▶ O que fazer:
**A)** Reproduza o trecho do texto sobre Fernando Pessoa que vai de "Num outro dia" até "Portugal’s great modernist.", incluindo este último.
**B)** Em que publicação foi encontrado o artigo recomendado no texto sobre Fernando Pessoa?
**C)** Prossiga com o texto sobre Fernando Pessoa a partir da última frase apresentada.

▶ Texto:
═══
Num outro dia atípico e pouco recomendável,  tentei ocupar o tempo rodopiando entre jornais de outras paragens e foi aí, mais concretamente no The New Yorker,  que fui dar com o artigo cuja leitura recomendo e que aqui menciono:

Fernando Pessoa’s Disappearing Act


The mysterious masterpiece of Portugal’s great modernist.


By Adam Kirsch


Transcrevo o início do artigo: 
If ever there was a writer in flight from his name, it was Fernando Pessoa. Pessoa is the Portuguese word for “person,” and there is nothing he less wanted to be. Again and again, in both poetry and prose, Pessoa denied that he existed as any kind of distinctive individual. “I’m beginning to know myself. I don’t exist,” he writes in one poem. “I’m the gap between what I’d like to be and what others have made of me. . . . That’s me. Period.”
═══
[Trechos de um conjunto de dados de anotação de locais]

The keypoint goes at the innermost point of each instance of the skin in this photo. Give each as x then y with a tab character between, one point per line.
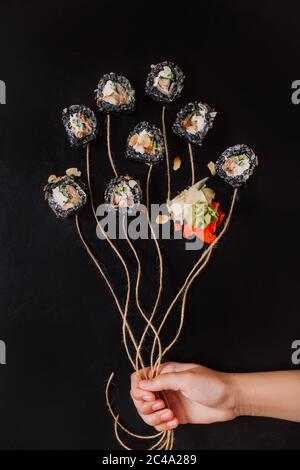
190	393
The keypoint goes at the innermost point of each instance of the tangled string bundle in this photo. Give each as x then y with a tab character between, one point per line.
194	213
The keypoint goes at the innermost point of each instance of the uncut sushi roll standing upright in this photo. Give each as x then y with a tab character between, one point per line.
114	94
164	84
192	124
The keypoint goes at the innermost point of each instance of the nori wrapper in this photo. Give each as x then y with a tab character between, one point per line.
158	144
91	121
106	107
189	110
176	83
121	184
245	157
63	182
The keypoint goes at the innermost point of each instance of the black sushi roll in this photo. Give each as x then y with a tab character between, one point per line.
123	194
145	144
165	82
81	125
65	194
236	164
114	94
194	121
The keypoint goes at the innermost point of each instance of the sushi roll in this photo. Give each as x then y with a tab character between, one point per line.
65	194
145	144
236	164
194	121
115	94
123	194
165	82
81	125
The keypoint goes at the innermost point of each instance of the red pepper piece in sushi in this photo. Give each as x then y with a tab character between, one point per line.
221	216
188	231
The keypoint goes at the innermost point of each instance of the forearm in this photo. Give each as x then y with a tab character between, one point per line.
269	394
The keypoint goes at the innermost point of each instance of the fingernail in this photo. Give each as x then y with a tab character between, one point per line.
172	424
156	406
147	397
145	383
165	416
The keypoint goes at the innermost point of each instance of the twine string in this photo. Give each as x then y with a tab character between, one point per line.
124	316
166	152
193	270
109	152
192	162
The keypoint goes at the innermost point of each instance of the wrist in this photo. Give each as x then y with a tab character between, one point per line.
244	394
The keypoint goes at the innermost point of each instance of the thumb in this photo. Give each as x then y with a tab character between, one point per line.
167	381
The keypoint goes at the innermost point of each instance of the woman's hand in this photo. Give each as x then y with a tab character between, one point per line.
190	393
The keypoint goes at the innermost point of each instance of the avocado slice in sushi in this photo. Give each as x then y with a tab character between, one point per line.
194	121
115	94
145	144
236	164
165	82
81	125
65	194
123	194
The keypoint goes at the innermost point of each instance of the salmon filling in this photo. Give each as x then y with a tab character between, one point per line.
164	80
194	123
143	143
236	165
66	196
122	196
80	125
114	93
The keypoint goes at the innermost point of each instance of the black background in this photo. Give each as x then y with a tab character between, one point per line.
60	326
═══
▶ Respostas escritas:
**A)**
Num outro dia atípico e pouco recomendável,  tentei ocupar o tempo rodopiando entre jornais de outras paragens e foi aí, mais concretamente no The New Yorker,  que fui dar com o artigo cuja leitura recomendo e que aqui menciono:

Fernando Pessoa’s Disappearing Act


The mysterious masterpiece of Portugal’s great modernist.

**B)** No The New Yorker.

**C)**
In his magnum opus, “The Book of Disquiet”—a collage of aphorisms and reflections couched in the form of a fictional diary, which he worked on for years but never finished, much less published—Pessoa returns to the same theme: “Through these deliberately unconnected impressions I am the indifferent narrator of my autobiography without events, of my history without a life. These are my Confessions and if I say nothing in them it’s because I have nothing to say.” 
This might sound like an unpromising basis for a body of creative work that is now
considered one of the greatest of the twentieth century. If a writer is nothing, does nothing, and has nothing to say, what can he write about? But, like the big bang, which took next to nothing and turned it into a cosmos, the expansive power of Pessoa’s imagination turned out to need very little raw material to work with. Indeed, he belongs to a distinguished line of European writers, from Giacomo Leopardi, in the early nineteenth century, to Samuel Beckett, in the twentieth, for whom nullity was a muse. (...)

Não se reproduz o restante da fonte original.